#### How to complete this task
Word for word, reproduce every record in the listing below.
□ □ □ □ □ □ □
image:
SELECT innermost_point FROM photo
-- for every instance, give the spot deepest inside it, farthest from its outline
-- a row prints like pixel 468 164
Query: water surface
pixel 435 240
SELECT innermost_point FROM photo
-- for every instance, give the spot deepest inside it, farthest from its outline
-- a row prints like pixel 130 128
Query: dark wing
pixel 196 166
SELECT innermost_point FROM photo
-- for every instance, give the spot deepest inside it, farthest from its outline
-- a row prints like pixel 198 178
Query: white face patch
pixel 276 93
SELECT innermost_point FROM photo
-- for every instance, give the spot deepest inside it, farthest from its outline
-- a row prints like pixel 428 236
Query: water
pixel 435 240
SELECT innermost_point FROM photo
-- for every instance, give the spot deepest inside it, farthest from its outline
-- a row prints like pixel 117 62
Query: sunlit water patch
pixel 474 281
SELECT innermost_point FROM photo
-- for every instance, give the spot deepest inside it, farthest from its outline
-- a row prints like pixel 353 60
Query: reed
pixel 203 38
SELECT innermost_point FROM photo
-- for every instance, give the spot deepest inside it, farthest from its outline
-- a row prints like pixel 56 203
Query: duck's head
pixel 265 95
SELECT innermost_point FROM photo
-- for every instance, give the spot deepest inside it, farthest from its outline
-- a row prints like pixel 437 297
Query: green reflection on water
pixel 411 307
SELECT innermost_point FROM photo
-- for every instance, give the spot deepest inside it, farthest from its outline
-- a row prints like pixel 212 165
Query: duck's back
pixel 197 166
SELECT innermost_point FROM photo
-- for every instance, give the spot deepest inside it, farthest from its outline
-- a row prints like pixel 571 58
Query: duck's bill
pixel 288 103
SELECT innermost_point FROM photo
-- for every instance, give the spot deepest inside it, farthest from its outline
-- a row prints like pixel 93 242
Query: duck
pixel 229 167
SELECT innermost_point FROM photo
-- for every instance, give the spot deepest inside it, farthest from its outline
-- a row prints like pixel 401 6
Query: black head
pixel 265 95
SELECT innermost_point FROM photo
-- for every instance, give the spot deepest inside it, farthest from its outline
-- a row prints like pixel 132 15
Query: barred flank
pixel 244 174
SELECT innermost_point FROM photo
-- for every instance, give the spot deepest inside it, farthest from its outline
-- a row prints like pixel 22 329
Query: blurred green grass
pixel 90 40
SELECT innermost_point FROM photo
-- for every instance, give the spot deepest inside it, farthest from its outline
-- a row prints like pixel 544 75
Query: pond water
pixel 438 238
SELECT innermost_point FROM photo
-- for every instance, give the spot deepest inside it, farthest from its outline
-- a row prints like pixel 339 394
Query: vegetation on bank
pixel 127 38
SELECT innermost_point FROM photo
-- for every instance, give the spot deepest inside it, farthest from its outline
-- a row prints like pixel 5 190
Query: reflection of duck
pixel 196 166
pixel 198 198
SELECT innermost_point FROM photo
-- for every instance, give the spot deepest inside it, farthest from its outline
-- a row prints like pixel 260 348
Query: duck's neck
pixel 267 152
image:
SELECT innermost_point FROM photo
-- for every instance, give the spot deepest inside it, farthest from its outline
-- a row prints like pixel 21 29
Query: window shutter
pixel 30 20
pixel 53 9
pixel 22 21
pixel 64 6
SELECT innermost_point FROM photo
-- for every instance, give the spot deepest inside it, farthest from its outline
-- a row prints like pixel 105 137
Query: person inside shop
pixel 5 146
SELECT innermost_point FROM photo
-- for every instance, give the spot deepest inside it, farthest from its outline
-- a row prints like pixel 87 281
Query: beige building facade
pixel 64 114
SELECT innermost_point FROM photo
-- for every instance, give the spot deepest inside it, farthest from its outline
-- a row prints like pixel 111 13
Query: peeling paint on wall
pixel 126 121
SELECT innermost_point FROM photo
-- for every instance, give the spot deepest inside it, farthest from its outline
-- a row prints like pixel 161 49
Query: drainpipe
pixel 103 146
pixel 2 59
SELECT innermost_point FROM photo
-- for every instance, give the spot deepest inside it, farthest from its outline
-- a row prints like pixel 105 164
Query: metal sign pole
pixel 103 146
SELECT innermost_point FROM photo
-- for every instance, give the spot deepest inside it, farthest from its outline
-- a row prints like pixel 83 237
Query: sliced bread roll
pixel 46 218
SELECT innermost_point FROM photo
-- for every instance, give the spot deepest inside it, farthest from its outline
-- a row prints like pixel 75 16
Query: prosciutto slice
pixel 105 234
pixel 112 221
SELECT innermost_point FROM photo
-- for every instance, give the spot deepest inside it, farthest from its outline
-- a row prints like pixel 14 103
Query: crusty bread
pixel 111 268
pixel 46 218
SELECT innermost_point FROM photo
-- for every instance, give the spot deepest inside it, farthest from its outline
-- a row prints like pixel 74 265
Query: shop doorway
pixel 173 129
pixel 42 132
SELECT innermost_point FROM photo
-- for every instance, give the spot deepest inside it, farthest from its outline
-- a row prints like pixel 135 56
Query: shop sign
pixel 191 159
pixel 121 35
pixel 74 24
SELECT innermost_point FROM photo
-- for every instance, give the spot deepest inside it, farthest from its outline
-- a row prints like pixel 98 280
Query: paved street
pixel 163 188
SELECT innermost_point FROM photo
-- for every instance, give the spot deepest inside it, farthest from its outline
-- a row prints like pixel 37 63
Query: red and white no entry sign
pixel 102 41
□ □ □ □ □ □ □
#### Answer space
image:
SELECT innermost_point FROM photo
-- for every instance, give the spot deepest inside it, farthest from its outline
-- a row prints like pixel 468 164
Query: water surface
pixel 435 240
SELECT innermost_point FROM photo
-- for every instance, give the spot deepest inside it, farthest from its outline
-- a row prints like pixel 130 128
Query: dark wing
pixel 196 166
SELECT innermost_point FROM photo
-- for every instance, give the spot deepest inside it, farthest from its outline
-- a row prints like pixel 198 178
Query: white face patch
pixel 276 93
SELECT innermost_point FROM photo
-- for every instance, give the spot deepest inside it, farthest from its outline
-- a row prints like pixel 428 236
Query: water
pixel 435 240
SELECT innermost_point FROM photo
-- for every instance, give the spot deepest inside it, farthest from its outline
-- a row prints like pixel 117 62
Query: sunlit water patch
pixel 474 281
SELECT innermost_point FROM photo
-- for every instance, give the spot deepest inside it, farthest from its outline
-- a row prints like pixel 353 60
Query: reed
pixel 203 38
SELECT innermost_point FROM photo
-- for every instance, give the spot deepest inside it, farthest from its outline
-- a row prints like pixel 56 203
Query: duck's head
pixel 265 95
SELECT innermost_point FROM photo
-- for every instance, give the spot deepest inside it, farthest from its outline
-- a row prints like pixel 437 297
Query: green reflection on water
pixel 411 307
SELECT innermost_point FROM photo
-- for every instance, give the spot deepest inside it, farthest from its outline
-- a row prints like pixel 212 165
Query: duck's back
pixel 197 166
SELECT innermost_point FROM photo
-- for every instance, give the spot deepest inside it, farthest from its outline
-- a row prints like pixel 571 58
Query: duck's bill
pixel 288 103
SELECT innermost_point FROM photo
-- for every instance, give the spot deepest inside it, farthest from its outline
-- a row prints like pixel 93 242
Query: duck
pixel 229 167
SELECT innermost_point FROM photo
-- for every instance, give the spot deepest inside it, farthest from its outline
-- a row prints like pixel 401 6
Query: black head
pixel 265 95
SELECT innermost_point FROM photo
-- for every instance, give the spot deepest inside it, farthest from its outline
-- a row prints like pixel 132 15
Query: barred flank
pixel 244 174
SELECT innermost_point FROM photo
-- for every instance, give the spot deepest inside it, farthest from its outline
-- a row prints like pixel 22 329
Query: blurred green grass
pixel 90 40
SELECT innermost_point FROM photo
-- for every instance, give the spot deepest inside it, farthest from its outline
-- a row prints like pixel 544 75
Query: pond water
pixel 438 238
SELECT innermost_point FROM photo
-- for every instance, give the spot deepest inside it, farthest from its outline
-- a row prints like pixel 339 394
Query: vegetation on bank
pixel 127 38
SELECT innermost_point FROM photo
-- for every instance, give the spot deepest inside it, farthest from its outline
-- a row prints like pixel 5 190
Query: reflection of duck
pixel 196 166
pixel 198 198
SELECT innermost_point FROM photo
-- for every instance, give the spot deepest inside it, farthest from its outline
-- a row prints like pixel 260 348
Query: duck's neck
pixel 267 152
image:
SELECT innermost_point FROM photo
-- for every instance, give the spot deepest inside it, farthest from its outline
-- a row prints like pixel 21 29
Query: window shutter
pixel 30 20
pixel 53 9
pixel 22 21
pixel 64 6
SELECT innermost_point FROM photo
-- for every instance, give the spot deepest inside it, farthest from its outline
-- a row prints like pixel 105 137
Query: person inside shop
pixel 5 146
SELECT innermost_point FROM photo
-- for every instance, give the spot deepest inside it, farthest from its outline
-- a row prints like pixel 87 281
Query: beige building facade
pixel 64 114
SELECT innermost_point FROM photo
-- for every instance, give the spot deepest inside it, farthest from its outline
-- a row prints like pixel 111 13
Query: peeling paint on wall
pixel 126 121
SELECT innermost_point FROM photo
-- for every instance, give the spot deepest inside it, farthest from its outline
-- a row prints like pixel 161 49
Query: drainpipe
pixel 103 146
pixel 2 59
SELECT innermost_point FROM photo
-- for every instance, give the spot deepest inside it, farthest from its outline
-- a row prints like pixel 105 164
Query: metal sign pole
pixel 103 146
SELECT innermost_point FROM photo
-- for every instance, give the spot deepest inside it, farthest from its outline
-- a row prints like pixel 83 237
Query: sliced bread roll
pixel 46 218
SELECT innermost_point FROM photo
-- for every instance, give the spot deepest inside it, farthest from its outline
-- a row prints like pixel 75 16
Query: prosciutto slice
pixel 105 234
pixel 112 221
SELECT innermost_point FROM photo
-- for every instance, give the spot deepest inside it, farthest from its outline
-- a row prints like pixel 14 103
Query: crusty bread
pixel 111 268
pixel 46 218
SELECT innermost_point FROM photo
-- for every instance, give the spot deepest inside it, farthest from its outline
-- a row prints like pixel 74 265
Query: shop doorway
pixel 173 129
pixel 42 132
SELECT innermost_point FROM photo
-- for every instance, give the spot deepest inside it, farthest from its outline
-- a row prints like pixel 135 56
Query: shop sign
pixel 191 159
pixel 121 35
pixel 74 24
SELECT innermost_point FROM photo
-- for every instance, give the spot deepest inside it, farthest from its outline
-- a row prints like pixel 98 280
Query: paved street
pixel 163 188
SELECT innermost_point FROM photo
-- for every instance, give the spot deepest inside it, farthest from its outline
-- a row prints like pixel 37 63
Query: red and white no entry sign
pixel 102 41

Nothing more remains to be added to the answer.